# Work order
Would you please return all of the entries below exactly as shown?

Records from a data source:
__________

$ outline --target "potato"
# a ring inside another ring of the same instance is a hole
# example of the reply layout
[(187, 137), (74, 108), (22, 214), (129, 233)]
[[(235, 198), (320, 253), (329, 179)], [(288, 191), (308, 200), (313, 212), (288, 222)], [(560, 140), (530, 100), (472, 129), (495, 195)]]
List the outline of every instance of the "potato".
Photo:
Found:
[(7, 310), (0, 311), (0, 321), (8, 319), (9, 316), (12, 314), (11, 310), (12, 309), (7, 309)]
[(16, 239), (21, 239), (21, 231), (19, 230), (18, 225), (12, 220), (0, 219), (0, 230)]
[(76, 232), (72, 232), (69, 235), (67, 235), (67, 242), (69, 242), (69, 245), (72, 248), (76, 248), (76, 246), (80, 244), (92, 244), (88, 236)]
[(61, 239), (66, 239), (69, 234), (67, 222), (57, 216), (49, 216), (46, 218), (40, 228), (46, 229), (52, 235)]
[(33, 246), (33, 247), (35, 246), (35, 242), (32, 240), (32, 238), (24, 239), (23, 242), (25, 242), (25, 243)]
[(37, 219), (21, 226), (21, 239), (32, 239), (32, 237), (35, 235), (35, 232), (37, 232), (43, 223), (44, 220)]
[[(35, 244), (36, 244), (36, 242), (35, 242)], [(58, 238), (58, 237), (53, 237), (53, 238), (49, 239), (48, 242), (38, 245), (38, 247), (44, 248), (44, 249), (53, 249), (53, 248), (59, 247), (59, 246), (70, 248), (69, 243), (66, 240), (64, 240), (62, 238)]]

__________

# Solution to this problem
$ outline --target "potato"
# a ring inside another ring of the same instance is a hole
# example of the reply layout
[(187, 137), (74, 108), (22, 214), (129, 233)]
[[(235, 198), (320, 253), (329, 179)], [(288, 191), (308, 200), (313, 212), (288, 222)], [(560, 140), (530, 100), (472, 129), (495, 195)]]
List the outline of every instance of the "potato".
Photo:
Found:
[(7, 310), (0, 311), (0, 321), (8, 319), (9, 316), (12, 314), (11, 310), (12, 309), (7, 309)]
[(16, 239), (21, 239), (21, 231), (19, 230), (18, 225), (12, 220), (0, 219), (0, 230)]
[(76, 232), (72, 232), (69, 235), (67, 235), (67, 242), (69, 242), (69, 245), (72, 248), (76, 248), (76, 246), (80, 244), (92, 244), (88, 236)]
[(61, 239), (66, 239), (69, 234), (67, 222), (57, 216), (49, 216), (46, 218), (40, 228), (46, 229), (52, 235)]
[(33, 246), (33, 247), (35, 246), (35, 242), (32, 240), (32, 238), (24, 239), (23, 242), (25, 242), (25, 243)]
[(37, 219), (21, 226), (21, 239), (32, 239), (32, 237), (35, 235), (35, 232), (37, 232), (43, 223), (44, 220)]
[[(35, 244), (36, 244), (36, 242), (35, 242)], [(58, 238), (58, 237), (53, 237), (53, 238), (49, 239), (48, 242), (38, 245), (38, 247), (44, 248), (44, 249), (53, 249), (53, 248), (59, 247), (59, 246), (70, 248), (69, 243), (66, 240), (64, 240), (62, 238)]]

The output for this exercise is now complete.